課題
下にあるモバイルバッテリー分解の文章を、一字も変えずに最初から最後まで書き写してください。

抜粋文
*-*-*
筆者の専門は電力工学ですが系統方面(送電〜変電〜配電)のため、パワエレについては疎い部分がいくつかありますので、その点ご承知おき願えれば幸いです。


さて、この製品ですが購入履歴が残ってました。これによると2017年の11月8日購入なので2年半ほど前になります。発売から2年以上経っているので、そろそろ新しいモデルが発売されているのかな?
そんなPowerCore Fusionですが重大な欠点があって、「普段は充電器として使って、旅行時だけコンセントから取り外して持ち運ぶ」といった利用方法が推奨されているものではない事です。設計上の時点で、あくまでコンセントは充電のため、24時間365日コンセントにぶっ刺すことは想定されていないのです。そのため2年で全くバッテリーが使えなくなってしまうという悲劇を起こすことになります。

外装の分解

分解する前に、一通りこの充電器のスペックを再確認しておきます。
銘版によると容量が5000mAh18.5Whとなっています。
またバッテリーの出力は5V3A、一般的なUSB充電器としては大きめの値です。PowerIQの影響でしょう。気になるのがcharger outputでは2.1Aしか出力できない点です。これはおそらくコンセントに接続しながら使うモードを指していると考えられますが、なぜバッテリー出力よりも低いのでしょう。これは2年でバッテリーがおしゃかになることと関係していそうです。ちなみにPSEも取得しています。

 

こちらが開封全景となっており、外装は2つに分割できてます。
*-*-*
使えるデータ
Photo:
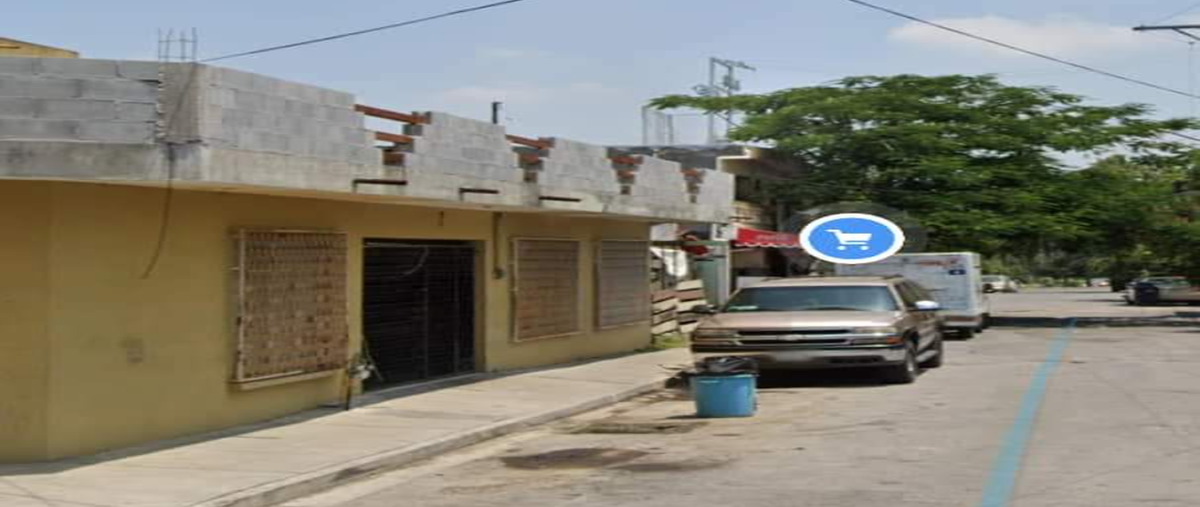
*-*-*
解答
筆者の専門は電力工学ですが系統方面(送電〜変電〜配電)のため、パワエレについては疎い部分がいくつかありますので、その点ご承知おき願えれば幸いです。


さて、この製品ですが購入履歴が残ってました。これによると2017年の11月8日購入なので2年半ほど前になります。発売から2年以上経っているので、そろそろ新しいモデルが発売されているのかな?
そんなPowerCore Fusionですが重大な欠点があって、「普段は充電器として使って、旅行時だけコンセントから取り外して持ち運ぶ」といった利用方法が推奨されているものではない事です。設計上の時点で、あくまでコンセントは充電のため、24時間365日コンセントにぶっ刺すことは想定されていないのです。そのため2年で全くバッテリーが使えなくなってしまうという悲劇を起こすことになります。

外装の分解

分解する前に、一通りこの充電器のスペックを再確認しておきます。
銘版によると容量が5000mAh18.5Whとなっています。
またバッテリーの出力は5V3A、一般的なUSB充電器としては大きめの値です。PowerIQの影響でしょう。気になるのがcharger outputでは2.1Aしか出力できない点です。これはおそらくコンセントに接続しながら使うモードを指していると考えられますが、なぜバッテリー出力よりも低いのでしょう。これは2年でバッテリーがおしゃかになることと関係していそうです。ちなみにPSEも取得しています。

 

こちらが開封全景となっており、外装は2つに分割できてます。